**Angegebenes Ziel:** Gib die folgenden Zeilen bitte als nummerierte Liste wieder und lass dabei Leerzeilen und Bilder weg.
=== Gespeicherte Zeilen ===
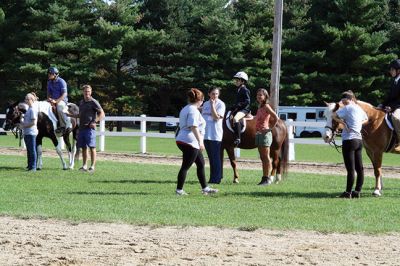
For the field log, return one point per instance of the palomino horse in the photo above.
(279, 149)
(46, 125)
(377, 137)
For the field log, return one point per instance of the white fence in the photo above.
(143, 134)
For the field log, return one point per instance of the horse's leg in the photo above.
(70, 148)
(39, 162)
(57, 144)
(232, 159)
(376, 160)
(276, 171)
(72, 155)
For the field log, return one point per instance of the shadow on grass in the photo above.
(13, 168)
(107, 193)
(311, 195)
(141, 181)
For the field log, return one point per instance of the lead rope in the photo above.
(332, 143)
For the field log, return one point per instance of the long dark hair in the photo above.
(266, 94)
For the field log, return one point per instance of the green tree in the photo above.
(112, 59)
(341, 51)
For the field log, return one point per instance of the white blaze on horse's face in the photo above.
(328, 133)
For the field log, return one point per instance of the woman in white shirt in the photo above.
(352, 117)
(190, 141)
(213, 112)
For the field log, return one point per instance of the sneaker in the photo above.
(346, 195)
(60, 131)
(180, 192)
(208, 191)
(236, 142)
(265, 181)
(355, 194)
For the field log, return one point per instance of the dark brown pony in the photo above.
(279, 149)
(377, 137)
(45, 126)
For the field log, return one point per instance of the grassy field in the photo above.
(303, 152)
(144, 194)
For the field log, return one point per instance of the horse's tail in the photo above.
(284, 164)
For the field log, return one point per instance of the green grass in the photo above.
(158, 146)
(144, 194)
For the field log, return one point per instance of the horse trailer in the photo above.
(305, 114)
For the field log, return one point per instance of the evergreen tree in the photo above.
(112, 59)
(341, 51)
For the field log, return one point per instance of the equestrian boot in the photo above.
(237, 129)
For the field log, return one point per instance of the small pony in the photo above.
(279, 149)
(46, 125)
(378, 137)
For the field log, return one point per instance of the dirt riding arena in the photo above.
(54, 242)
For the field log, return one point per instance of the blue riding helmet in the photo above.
(52, 70)
(395, 64)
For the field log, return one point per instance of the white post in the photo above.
(62, 144)
(143, 138)
(291, 144)
(276, 55)
(237, 152)
(102, 134)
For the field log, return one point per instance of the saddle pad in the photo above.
(228, 123)
(45, 107)
(388, 120)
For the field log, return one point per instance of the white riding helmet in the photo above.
(241, 75)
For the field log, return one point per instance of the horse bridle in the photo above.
(333, 142)
(17, 131)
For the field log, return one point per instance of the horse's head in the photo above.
(332, 127)
(14, 115)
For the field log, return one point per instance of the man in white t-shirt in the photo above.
(213, 113)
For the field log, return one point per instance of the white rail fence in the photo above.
(143, 134)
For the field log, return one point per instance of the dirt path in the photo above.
(302, 167)
(54, 242)
(51, 242)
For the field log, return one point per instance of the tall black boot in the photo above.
(237, 129)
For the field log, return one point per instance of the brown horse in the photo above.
(279, 149)
(377, 137)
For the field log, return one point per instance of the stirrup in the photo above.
(236, 142)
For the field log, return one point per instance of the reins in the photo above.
(333, 142)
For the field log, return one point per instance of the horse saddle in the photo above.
(229, 121)
(393, 139)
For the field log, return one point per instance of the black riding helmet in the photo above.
(395, 64)
(52, 70)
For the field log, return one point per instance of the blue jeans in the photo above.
(30, 142)
(213, 148)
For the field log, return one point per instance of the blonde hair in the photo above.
(32, 96)
(195, 95)
(266, 94)
(86, 87)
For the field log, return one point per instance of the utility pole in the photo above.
(276, 55)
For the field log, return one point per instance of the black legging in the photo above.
(352, 156)
(191, 155)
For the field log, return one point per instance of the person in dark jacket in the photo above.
(392, 101)
(242, 105)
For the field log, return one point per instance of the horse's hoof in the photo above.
(377, 193)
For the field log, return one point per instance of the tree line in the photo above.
(141, 56)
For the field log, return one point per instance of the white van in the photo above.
(306, 114)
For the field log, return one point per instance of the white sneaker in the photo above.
(208, 190)
(180, 192)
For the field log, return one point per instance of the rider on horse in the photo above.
(242, 105)
(57, 95)
(392, 101)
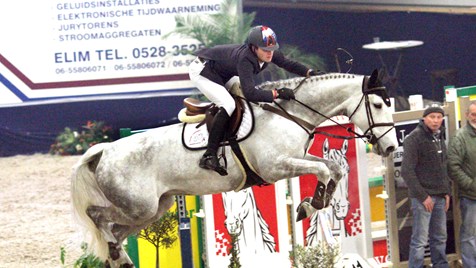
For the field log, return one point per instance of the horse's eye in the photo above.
(378, 105)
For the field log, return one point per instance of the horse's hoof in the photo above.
(330, 189)
(113, 252)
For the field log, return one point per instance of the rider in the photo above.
(215, 66)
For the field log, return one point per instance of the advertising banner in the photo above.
(56, 48)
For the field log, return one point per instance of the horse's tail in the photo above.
(85, 192)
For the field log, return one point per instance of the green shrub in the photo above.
===
**Das Ergebnis:**
1. For the field log, return one point per instance of the palomino horse in the photo above.
2. (279, 149)
3. (46, 125)
4. (377, 137)
5. For the field log, return one point per instance of the white fence in the photo above.
6. (143, 134)
7. For the field log, return one point per instance of the horse's leg in the photo above.
8. (70, 148)
9. (39, 162)
10. (57, 144)
11. (232, 159)
12. (376, 160)
13. (276, 171)
14. (72, 155)
15. For the field log, return one point per instance of the shadow on grass in the photo above.
16. (13, 168)
17. (107, 193)
18. (311, 195)
19. (141, 181)
20. For the field log, return one point per instance of the lead rope in the photo above.
21. (332, 143)
22. For the field log, return one point per instance of the long dark hair in the photo above.
23. (266, 94)
24. For the field log, return one point per instance of the green tree in the photo above.
25. (112, 59)
26. (341, 51)
27. For the field log, return one point per instance of the white blaze on horse's face in the photo above.
28. (328, 133)
29. For the field log, return one point per instance of the woman in white shirt in the photo above.
30. (352, 117)
31. (190, 141)
32. (213, 112)
33. For the field log, return one point per instance of the sneaker in the photo above.
34. (346, 195)
35. (60, 131)
36. (180, 192)
37. (208, 191)
38. (236, 142)
39. (265, 181)
40. (355, 194)
41. For the field log, return one point per instance of the dark brown pony in the photo above.
42. (279, 149)
43. (377, 137)
44. (45, 126)
45. For the field log, return one point per instance of the grassy field in the photo above.
46. (303, 152)
47. (144, 194)
48. For the field log, return one point per instance of the horse's tail in the photo above.
49. (284, 164)
50. For the field log, return one point per instance of the green grass in the photo above.
51. (158, 146)
52. (144, 194)
53. For the field log, return one point per instance of the horse trailer in the photo above.
54. (305, 114)
55. For the field log, return one point per instance of the evergreen tree in the photo above.
56. (112, 59)
57. (341, 51)
58. For the field log, return one point per instance of the equestrian boot in the photo above.
59. (237, 129)
60. For the field log, return one point per instance of the small pony in the photo above.
61. (279, 149)
62. (46, 125)
63. (378, 137)
64. For the field log, return one point per instance of the dirt riding arena in the photo above.
65. (54, 242)
66. For the field log, return one point per instance of the blue riding helmet in the photo above.
67. (52, 70)
68. (395, 64)
69. For the field log, return one point per instance of the white post in the photo above.
70. (62, 144)
71. (143, 138)
72. (291, 144)
73. (276, 55)
74. (237, 152)
75. (102, 134)
76. For the field log, return one point per instance of the saddle pad in the photo above.
77. (228, 123)
78. (45, 107)
79. (388, 120)
80. For the field log, return one point per instance of the white riding helmet in the photo above.
81. (241, 75)
82. For the field log, return one point per instance of the horse bridle in the photo above.
83. (333, 142)
84. (17, 131)
85. For the field log, return one point per instance of the horse's head in the photo above.
86. (332, 127)
87. (14, 115)
88. For the field log, return one point per instance of the man in white t-shirt in the photo above.
89. (213, 113)
90. For the field log, return one point per instance of the white rail fence in the photo above.
91. (143, 134)
92. For the field log, return one point per instance of the dirt path in the photo above.
93. (302, 167)
94. (54, 242)
95. (51, 242)
96. For the field log, return one point per instance of the tall black boot in the photo above.
97. (237, 129)
98. For the field log, return one point per instance of the brown horse in the photo above.
99. (279, 149)
100. (377, 137)
101. For the field log, return one point per instance of the stirrup in the photo above.
102. (236, 142)
103. For the field log, return one point per instance of the reins in the photo above.
104. (333, 142)
105. For the field log, return one point per instance of the horse saddle in the photo above.
106. (229, 121)
107. (393, 139)
108. For the field log, return one point per instance of the black riding helmet in the photo above.
109. (395, 64)
110. (52, 70)
111. For the field log, return one point per instance of the blue jeans in the photo above.
112. (30, 142)
113. (213, 148)
114. For the field log, return one point per instance of the blonde hair in the photo above.
115. (32, 96)
116. (195, 95)
117. (266, 94)
118. (86, 87)
119. For the field log, return one point per instance of the utility pole in the photo above.
120. (276, 55)
121. For the field log, return one point per instance of the black legging in the photo above.
122. (352, 156)
123. (191, 155)
124. For the field log, return one point per instance of the person in dark jacket in the photo above.
125. (392, 101)
126. (242, 105)
127. For the field log, return one point per instance of the horse's hoof in the photo above.
128. (377, 193)
129. For the field log, return one point per instance of the tree line in the photo above.
130. (141, 56)
131. For the field log, return one point per instance of the white van in the photo above.
132. (306, 114)
133. For the field log, return one point per instance of the white sneaker in the photo above.
134. (208, 190)
135. (180, 192)
136. For the field log, return one point per instance of the rider on horse in the photo above.
137. (242, 105)
138. (57, 95)
139. (392, 101)
140. For the field log, return one point per instance of the horse's eye in the photo above.
141. (378, 105)
142. For the field log, return one point per instance of the horse's hoof in the photo above.
143. (330, 189)
144. (113, 252)
145. For the field log, return one point per instance of the rider in the photo above.
146. (215, 66)
147. For the field log, return one point per instance of the advertising banner in the photo above.
148. (56, 48)
149. For the field log, return one point per instance of the horse's tail in the photo above.
150. (85, 192)
151. For the field log, return one point per instance of the green shrub in the photo above.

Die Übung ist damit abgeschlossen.